## The request:
Select and copy every line in the records that contains the string "crowd". Case counts.

(Point placement records)
+===+

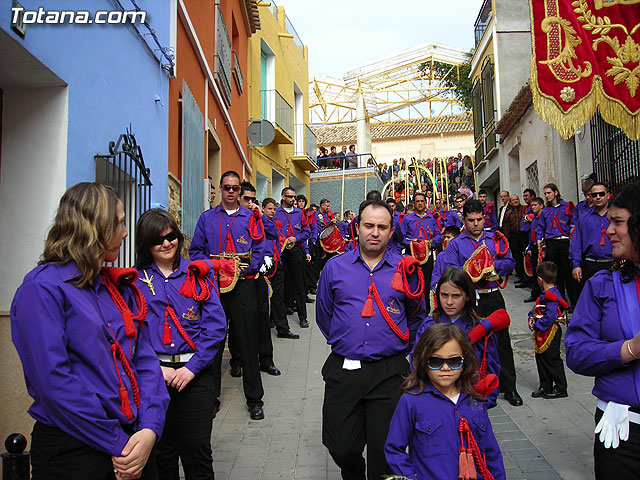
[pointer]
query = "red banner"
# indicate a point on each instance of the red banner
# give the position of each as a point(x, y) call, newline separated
point(586, 55)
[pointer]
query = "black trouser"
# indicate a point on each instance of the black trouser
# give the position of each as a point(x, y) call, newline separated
point(357, 410)
point(617, 463)
point(590, 268)
point(489, 303)
point(550, 366)
point(187, 430)
point(56, 455)
point(517, 244)
point(293, 261)
point(277, 314)
point(265, 345)
point(558, 253)
point(240, 309)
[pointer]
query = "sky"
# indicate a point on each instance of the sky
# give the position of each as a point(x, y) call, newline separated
point(344, 33)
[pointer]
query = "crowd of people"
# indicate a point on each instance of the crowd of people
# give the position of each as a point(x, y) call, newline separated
point(125, 364)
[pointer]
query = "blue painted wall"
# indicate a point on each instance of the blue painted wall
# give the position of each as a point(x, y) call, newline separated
point(112, 77)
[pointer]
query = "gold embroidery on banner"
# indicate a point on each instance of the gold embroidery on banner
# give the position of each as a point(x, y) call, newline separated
point(625, 54)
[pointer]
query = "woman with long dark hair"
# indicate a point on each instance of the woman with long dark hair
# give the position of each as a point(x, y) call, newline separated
point(81, 333)
point(603, 341)
point(187, 325)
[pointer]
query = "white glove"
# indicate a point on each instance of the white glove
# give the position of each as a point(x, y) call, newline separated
point(614, 425)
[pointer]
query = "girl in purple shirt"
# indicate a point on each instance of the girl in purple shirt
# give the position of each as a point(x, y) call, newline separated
point(80, 331)
point(440, 417)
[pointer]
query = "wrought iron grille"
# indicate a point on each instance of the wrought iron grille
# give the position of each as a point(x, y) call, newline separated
point(124, 170)
point(533, 181)
point(616, 159)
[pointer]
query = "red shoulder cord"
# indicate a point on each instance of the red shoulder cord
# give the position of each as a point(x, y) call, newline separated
point(166, 334)
point(127, 316)
point(470, 457)
point(367, 311)
point(256, 227)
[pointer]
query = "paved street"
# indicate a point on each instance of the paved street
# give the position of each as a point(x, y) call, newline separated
point(544, 439)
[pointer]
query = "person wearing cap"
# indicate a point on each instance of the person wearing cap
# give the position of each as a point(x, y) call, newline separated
point(81, 332)
point(234, 230)
point(370, 326)
point(463, 248)
point(590, 249)
point(185, 333)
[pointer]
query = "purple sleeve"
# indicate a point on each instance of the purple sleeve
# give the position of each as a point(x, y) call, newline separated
point(324, 302)
point(154, 398)
point(587, 353)
point(198, 249)
point(38, 332)
point(213, 328)
point(400, 432)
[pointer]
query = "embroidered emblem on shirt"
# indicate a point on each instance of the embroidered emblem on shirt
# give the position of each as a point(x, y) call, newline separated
point(190, 315)
point(392, 307)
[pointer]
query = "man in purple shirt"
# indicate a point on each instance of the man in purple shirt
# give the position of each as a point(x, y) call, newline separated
point(295, 229)
point(232, 229)
point(369, 345)
point(490, 299)
point(590, 249)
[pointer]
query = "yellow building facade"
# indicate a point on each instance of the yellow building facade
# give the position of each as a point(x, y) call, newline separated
point(278, 78)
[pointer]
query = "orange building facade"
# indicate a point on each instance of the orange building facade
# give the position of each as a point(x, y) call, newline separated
point(208, 101)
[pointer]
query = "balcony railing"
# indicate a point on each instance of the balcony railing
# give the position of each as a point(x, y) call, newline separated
point(222, 67)
point(484, 17)
point(237, 72)
point(277, 110)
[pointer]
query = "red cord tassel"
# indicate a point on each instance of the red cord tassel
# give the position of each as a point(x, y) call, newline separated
point(125, 408)
point(367, 310)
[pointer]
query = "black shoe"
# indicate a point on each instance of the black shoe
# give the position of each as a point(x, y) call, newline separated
point(271, 370)
point(255, 412)
point(236, 371)
point(288, 334)
point(513, 398)
point(555, 393)
point(538, 393)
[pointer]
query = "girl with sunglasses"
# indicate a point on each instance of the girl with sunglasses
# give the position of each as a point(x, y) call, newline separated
point(456, 304)
point(186, 332)
point(440, 416)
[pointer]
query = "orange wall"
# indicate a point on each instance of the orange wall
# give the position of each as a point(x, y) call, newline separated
point(202, 15)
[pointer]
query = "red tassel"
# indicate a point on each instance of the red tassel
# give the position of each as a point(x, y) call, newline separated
point(166, 334)
point(367, 310)
point(125, 408)
point(396, 280)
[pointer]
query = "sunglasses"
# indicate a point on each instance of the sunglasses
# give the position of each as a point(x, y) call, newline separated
point(436, 363)
point(169, 237)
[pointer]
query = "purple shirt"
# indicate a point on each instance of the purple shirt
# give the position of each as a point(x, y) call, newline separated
point(62, 336)
point(555, 222)
point(427, 423)
point(588, 235)
point(210, 236)
point(593, 341)
point(550, 315)
point(342, 291)
point(493, 361)
point(462, 247)
point(420, 228)
point(204, 322)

+===+

## Full output:
query = "crowd of people"
# indicate a point on each instance of the crowd of people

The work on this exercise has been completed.